**Written instruction:** Copy every record below, exactly as written.

**Data to use:**

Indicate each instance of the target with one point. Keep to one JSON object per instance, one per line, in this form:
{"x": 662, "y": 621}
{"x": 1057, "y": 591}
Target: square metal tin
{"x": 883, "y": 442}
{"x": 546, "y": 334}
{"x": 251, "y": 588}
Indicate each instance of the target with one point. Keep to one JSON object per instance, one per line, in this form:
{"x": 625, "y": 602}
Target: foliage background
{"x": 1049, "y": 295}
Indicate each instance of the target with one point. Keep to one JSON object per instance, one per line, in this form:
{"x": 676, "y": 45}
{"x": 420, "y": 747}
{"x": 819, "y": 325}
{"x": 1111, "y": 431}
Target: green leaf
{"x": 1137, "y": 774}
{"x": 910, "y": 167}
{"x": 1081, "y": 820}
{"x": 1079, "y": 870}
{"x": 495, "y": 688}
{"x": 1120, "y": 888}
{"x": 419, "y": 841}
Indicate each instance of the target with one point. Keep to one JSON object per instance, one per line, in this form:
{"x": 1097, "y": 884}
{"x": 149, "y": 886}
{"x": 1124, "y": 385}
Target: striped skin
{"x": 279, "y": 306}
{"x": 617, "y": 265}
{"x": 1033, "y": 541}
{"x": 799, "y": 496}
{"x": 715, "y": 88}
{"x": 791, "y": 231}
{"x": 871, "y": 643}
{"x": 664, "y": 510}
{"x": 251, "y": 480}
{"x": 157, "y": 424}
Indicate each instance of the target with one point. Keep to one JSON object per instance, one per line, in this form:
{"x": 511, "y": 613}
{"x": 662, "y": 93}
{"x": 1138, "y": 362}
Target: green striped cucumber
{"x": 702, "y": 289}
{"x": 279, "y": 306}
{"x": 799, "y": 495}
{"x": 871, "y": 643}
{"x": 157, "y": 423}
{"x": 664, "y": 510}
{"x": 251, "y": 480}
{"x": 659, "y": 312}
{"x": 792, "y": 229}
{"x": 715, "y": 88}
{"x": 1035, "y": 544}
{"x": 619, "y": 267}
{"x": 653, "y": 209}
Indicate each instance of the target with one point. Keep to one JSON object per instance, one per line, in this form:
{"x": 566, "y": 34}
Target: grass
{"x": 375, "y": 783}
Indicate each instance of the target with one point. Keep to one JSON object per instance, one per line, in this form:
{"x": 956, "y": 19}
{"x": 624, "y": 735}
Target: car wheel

**Answer for the task:**
Indicate each instance of the target with one point. Keep to one JSON object per instance, one per line, in this form:
{"x": 662, "y": 621}
{"x": 1057, "y": 591}
Target: square metal tin
{"x": 883, "y": 442}
{"x": 546, "y": 334}
{"x": 251, "y": 588}
Indicate each instance of the target with one point. Keep to one JSON object per instance, one per line, in this form:
{"x": 625, "y": 602}
Target: foliage background
{"x": 1049, "y": 295}
Indicate each instance of the target with one point. Keep to one JSON object per instance, one per line, in this form:
{"x": 676, "y": 45}
{"x": 420, "y": 747}
{"x": 819, "y": 325}
{"x": 1111, "y": 431}
Target: green leaf
{"x": 1137, "y": 774}
{"x": 910, "y": 167}
{"x": 1081, "y": 820}
{"x": 1079, "y": 870}
{"x": 495, "y": 688}
{"x": 1120, "y": 888}
{"x": 419, "y": 841}
Indicate each instance of the target with one point. Keep to one JSON object per instance, one per line, in this form:
{"x": 1097, "y": 884}
{"x": 149, "y": 886}
{"x": 1124, "y": 385}
Target: striped skin
{"x": 279, "y": 306}
{"x": 617, "y": 265}
{"x": 1033, "y": 541}
{"x": 799, "y": 496}
{"x": 715, "y": 88}
{"x": 791, "y": 231}
{"x": 871, "y": 643}
{"x": 664, "y": 510}
{"x": 251, "y": 480}
{"x": 157, "y": 424}
Indicate each instance of the target with one point. Keep to one JSON object per instance, one per line, in this form:
{"x": 511, "y": 613}
{"x": 662, "y": 93}
{"x": 1138, "y": 362}
Target: green striped cucumber
{"x": 702, "y": 289}
{"x": 279, "y": 306}
{"x": 799, "y": 495}
{"x": 871, "y": 643}
{"x": 157, "y": 423}
{"x": 664, "y": 510}
{"x": 251, "y": 480}
{"x": 659, "y": 312}
{"x": 792, "y": 229}
{"x": 715, "y": 88}
{"x": 1035, "y": 544}
{"x": 619, "y": 267}
{"x": 653, "y": 209}
Indicate each instance of the target with one point. Keep to one JSON object per instance, one per line, in this form:
{"x": 566, "y": 34}
Target: grass
{"x": 375, "y": 783}
Indicate each instance of the target with one point. Keep to one JSON object per instance, one per line, in this form:
{"x": 956, "y": 19}
{"x": 624, "y": 735}
Target: car wheel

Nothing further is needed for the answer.